The request:
Lay out every one of the following lines as a numbered list, leaving out any blank lines.

Extracted entries:
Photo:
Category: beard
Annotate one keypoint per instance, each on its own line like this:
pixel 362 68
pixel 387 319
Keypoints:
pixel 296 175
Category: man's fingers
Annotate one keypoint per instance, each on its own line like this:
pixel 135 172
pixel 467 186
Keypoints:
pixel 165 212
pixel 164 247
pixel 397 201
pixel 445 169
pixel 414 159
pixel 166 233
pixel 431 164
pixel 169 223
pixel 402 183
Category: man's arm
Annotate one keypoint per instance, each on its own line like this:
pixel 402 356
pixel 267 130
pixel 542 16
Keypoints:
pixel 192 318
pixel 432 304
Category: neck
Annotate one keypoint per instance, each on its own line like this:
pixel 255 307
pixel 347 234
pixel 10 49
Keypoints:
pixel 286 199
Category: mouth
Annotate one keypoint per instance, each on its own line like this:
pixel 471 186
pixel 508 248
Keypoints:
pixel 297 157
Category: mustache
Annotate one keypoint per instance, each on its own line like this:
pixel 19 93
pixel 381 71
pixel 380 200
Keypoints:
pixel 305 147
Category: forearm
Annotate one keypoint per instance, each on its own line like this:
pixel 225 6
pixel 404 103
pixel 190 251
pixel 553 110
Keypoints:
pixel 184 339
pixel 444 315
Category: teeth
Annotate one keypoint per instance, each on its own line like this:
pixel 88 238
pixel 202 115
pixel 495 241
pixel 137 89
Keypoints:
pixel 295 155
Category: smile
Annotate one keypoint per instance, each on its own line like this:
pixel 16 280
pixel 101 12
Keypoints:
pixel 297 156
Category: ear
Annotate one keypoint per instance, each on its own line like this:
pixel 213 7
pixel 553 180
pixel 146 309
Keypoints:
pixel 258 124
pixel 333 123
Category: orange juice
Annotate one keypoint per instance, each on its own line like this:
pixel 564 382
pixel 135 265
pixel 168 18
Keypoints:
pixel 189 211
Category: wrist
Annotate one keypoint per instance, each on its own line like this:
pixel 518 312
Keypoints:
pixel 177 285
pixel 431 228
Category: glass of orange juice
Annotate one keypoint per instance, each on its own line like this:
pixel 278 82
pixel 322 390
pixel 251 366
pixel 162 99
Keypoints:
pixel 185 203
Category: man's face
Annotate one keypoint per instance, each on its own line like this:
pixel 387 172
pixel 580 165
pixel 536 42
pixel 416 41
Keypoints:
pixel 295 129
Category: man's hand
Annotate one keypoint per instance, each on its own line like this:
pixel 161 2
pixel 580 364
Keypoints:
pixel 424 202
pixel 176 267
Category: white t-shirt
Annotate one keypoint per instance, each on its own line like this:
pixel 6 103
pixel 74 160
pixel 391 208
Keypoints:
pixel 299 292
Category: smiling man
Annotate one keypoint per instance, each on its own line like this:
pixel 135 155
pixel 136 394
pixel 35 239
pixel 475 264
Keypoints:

Task answer:
1. Photo:
2. Category: beard
3. Annotate one keypoint per instance, each on its own line like this:
4. pixel 362 68
5. pixel 387 319
6. Keypoints:
7. pixel 296 175
8. Category: man's fingers
9. Annotate one keypoint per instance, each on its own line like this:
10. pixel 135 172
11. pixel 467 186
12. Keypoints:
13. pixel 165 212
14. pixel 164 247
15. pixel 397 201
16. pixel 445 169
17. pixel 414 159
18. pixel 166 233
19. pixel 431 164
20. pixel 169 223
21. pixel 402 183
22. Category: man's arm
23. Annotate one keypoint per instance, each on its own line like this:
24. pixel 402 356
25. pixel 267 130
26. pixel 542 16
27. Keypoints:
28. pixel 192 318
29. pixel 432 304
30. Category: neck
31. Annotate one keypoint per instance, each on its own line like this:
32. pixel 255 307
33. pixel 347 234
34. pixel 10 49
35. Keypoints:
36. pixel 286 199
37. Category: mouth
38. Annotate one keypoint per instance, each on its own line like this:
39. pixel 471 186
40. pixel 508 248
41. Keypoints:
42. pixel 297 157
43. Category: mustache
44. Annotate one keypoint per instance, each on its own line like this:
45. pixel 19 93
46. pixel 381 71
47. pixel 380 200
48. Keypoints:
49. pixel 305 147
50. Category: forearm
51. Annotate one keypoint per instance, each on its own line like this:
52. pixel 225 6
53. pixel 404 103
54. pixel 190 251
55. pixel 553 110
56. Keypoints:
57. pixel 184 339
58. pixel 444 315
59. Category: teeth
60. Annotate one keypoint per instance, each on its own line like this:
61. pixel 88 238
62. pixel 202 115
63. pixel 495 241
64. pixel 137 89
65. Keypoints:
66. pixel 295 155
67. Category: smile
68. Annotate one keypoint per instance, each on its own line like this:
69. pixel 16 280
70. pixel 101 12
71. Keypoints:
72. pixel 297 156
73. Category: ear
74. Annotate one keypoint per instance, each on its own line like this:
75. pixel 213 7
76. pixel 553 180
77. pixel 146 309
78. Keypoints:
79. pixel 258 124
80. pixel 333 123
81. Category: orange juice
82. Annotate one keypoint per instance, each on its own line like this:
83. pixel 564 382
84. pixel 135 265
85. pixel 168 18
86. Keypoints:
87. pixel 189 211
88. Category: wrist
89. Annotate one keypoint per instance, each on its own line like this:
90. pixel 518 312
91. Keypoints:
92. pixel 177 285
93. pixel 431 228
94. Category: glass of orange juice
95. Annotate one keypoint per instance, each on its own line like this:
96. pixel 278 82
97. pixel 322 390
98. pixel 251 366
99. pixel 162 99
100. Keypoints:
101. pixel 185 203
102. Category: man's face
103. Annotate one keypoint per instance, each on its own line like this:
104. pixel 387 172
105. pixel 580 165
106. pixel 536 42
107. pixel 416 41
108. Keypoints:
109. pixel 295 129
110. Category: man's hand
111. Annotate one keypoint per instance, each on its own line like this:
112. pixel 161 2
113. pixel 580 364
114. Keypoints:
115. pixel 424 202
116. pixel 176 267
117. Category: white t-shirt
118. Annotate one keypoint per instance, each on its own line like this:
119. pixel 6 103
120. pixel 74 160
121. pixel 391 208
122. Keypoints:
123. pixel 299 292
124. Category: smiling man
125. Annotate one keypoint per instance, each on its own line like this:
126. pixel 135 155
127. pixel 136 394
128. pixel 35 239
129. pixel 475 264
130. Keypoints:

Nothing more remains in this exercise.